Furthermore, headphones may be provided, directing a vent to the
skin of the ear or the area surrounding the ear. A sound
reproducing system may be equipped with loudspeakers, placed at a
few centimetres distance from a user (integrated in a plane seat
headrest or in a car seat headrest, for instance). Beyond this,
sound reproduction systems may be provided which can be placed
further away from the user, but using a long extension (tube).
[0037] In the following, some considerations will be explained
based on which exemplary embodiments of the invention may become
understandable.
[0038] A vented loudspeaker system may be provided that can create
an air flow in vicinity of a vent. Bass reflex loudspeaker boxes
are acoustic systems comprising an electro-acoustic transducer,
acoustically loaded at the back by a volume of air and a port
(vent) opening the box to the outside (often in the shape of a
tube).
[0039] The air inside the box may be compressible and may act as an
acoustic spring. The air inside the vent may act as an acoustic
mass and can move inside and outside of the box. When the
loudspeaker is operated at frequencies near or below the so-called
box resonance (defined by the spring mass system just described),
the vent may act as an exhaust pipe and may produce a strong air
flow, which can be felt if the user places his or her hand or face
or any other sufficiently sensitive body part in front of the vent.
This effect may be particularly strong as the airflow from the vent
is turbulent.
[0040] A multi-sensory excitation (a synchronous excitation of
several senses) is a way to enhance or multiply the perceived
magnitude of a (monosensoric) stimulus.
[0041] In other words, a perceived effect of a "stimulus 1" plus a
synchronous "stimulus 2" may be larger and/or better than the
"stimulus 1" plus an asynchronous (i.e. not synchronous) "stimulus
2"
[0042] Based on the above considerations and recognitions, an
audio-haptic excitation mechanism may be provided according to an
exemplary embodiment of the invention. According to an exemplary
embodiment of the invention, a synchronous tactile one may
strengthen an auditory experience. This may be obtained by
directing the airflow of an acoustic vent (or port) towards a part
of the body of the user which is sensitive to air flow. Therefore,
preferably a naked part of a body may be used. Examples for parts
of the body, which are specifically sensitive for tactile stimuli,
are the hands or the wrists. This may be used particularly in case
of handheld devices.
[0043] Natural time synchronization and complementary spectrum
coverage of the tactile (also named haptic) and auditory stimuli
may be obtained by the very properties of the vented acoustic
system. The combination of audio and touch may result in an
increased awareness of the bass present in the reproduced
signal.
[0044] In a listening test performed by the inventor with a
handheld prototype using a 30 mm diameter driver, five subjects out
of five reported that they had the impression of a bigger, more
powerful sound system, when they were subjected to the air flow
onto their hands, in addition to listening to the audio only.
[0045] In the following, some aspects regarding a theoretical basis
for embodiments of the invention will be explained.

▶ [DATA ROWS]:
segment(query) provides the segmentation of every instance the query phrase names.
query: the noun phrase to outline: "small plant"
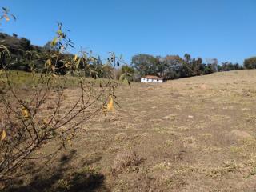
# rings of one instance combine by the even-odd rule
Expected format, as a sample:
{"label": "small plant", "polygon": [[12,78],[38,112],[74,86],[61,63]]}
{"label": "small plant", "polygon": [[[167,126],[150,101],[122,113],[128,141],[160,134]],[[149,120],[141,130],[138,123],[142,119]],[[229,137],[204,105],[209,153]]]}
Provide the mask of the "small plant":
{"label": "small plant", "polygon": [[[0,19],[9,21],[8,10],[3,10]],[[54,49],[43,56],[26,52],[22,61],[30,73],[26,77],[30,83],[24,87],[14,80],[14,72],[10,70],[11,56],[0,45],[0,86],[5,90],[0,94],[0,182],[7,183],[26,174],[22,171],[26,162],[40,159],[45,166],[76,137],[82,124],[100,113],[113,110],[118,86],[113,69],[122,59],[110,53],[103,66],[107,69],[106,78],[98,80],[97,70],[90,67],[97,60],[92,53],[81,50],[74,56],[67,54],[74,44],[62,23],[58,23],[51,46]],[[37,58],[46,58],[41,70],[34,63]],[[88,74],[93,78],[87,78]],[[75,94],[66,89],[70,81],[78,88]],[[72,100],[67,100],[66,95]],[[58,143],[53,152],[37,153],[52,140]]]}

▶ [WRITTEN REQUEST]: Please continue the patent text above on vented loudspeakers and audio-haptic airflow, starting after its last sentence.

▶ [RIGHT ANSWER]:
[0046] In a vent acoustic system, two regimes may be
distinguished:
[0047] above a box resonance frequency: high sound pressure level
is produced, little air flow
[0048] below a box resonance frequency: high air flow is produced,
little sound.
[0049] The sound pressure level response of a vented loudspeaker
may be a forth-order high pass filter. The main flaw of these
systems may be the very limited sound output below the box
resonance frequency. Embodiments of the invention may provide the
user with the information that is not conveyed acoustically, as a
tactile feedback.
[0050] In music, which often has harmonic content distributed on
both sides of the box resonance, the complete audio spectrum can
therefore be conveyed to the user, by the sum of acoustic and
tactile contributions. The mechanical action may be synchronous
with the acoustical one because the music signal itself is spread
over the "acoustic" and "mechanical" regions.
[0051] The haptic excitation may be selective. In other words,
provision may be made that the excitation may be switched on or off
or may be adjusted quantitatively under control of a machine or a
user. It may also cover the feature of an excitation that varies
over time.
[0052] Next, further exemplary embodiments of the device will be
explained. However, these embodiments also apply to the methods, to
the program element and to the computer-readable medium.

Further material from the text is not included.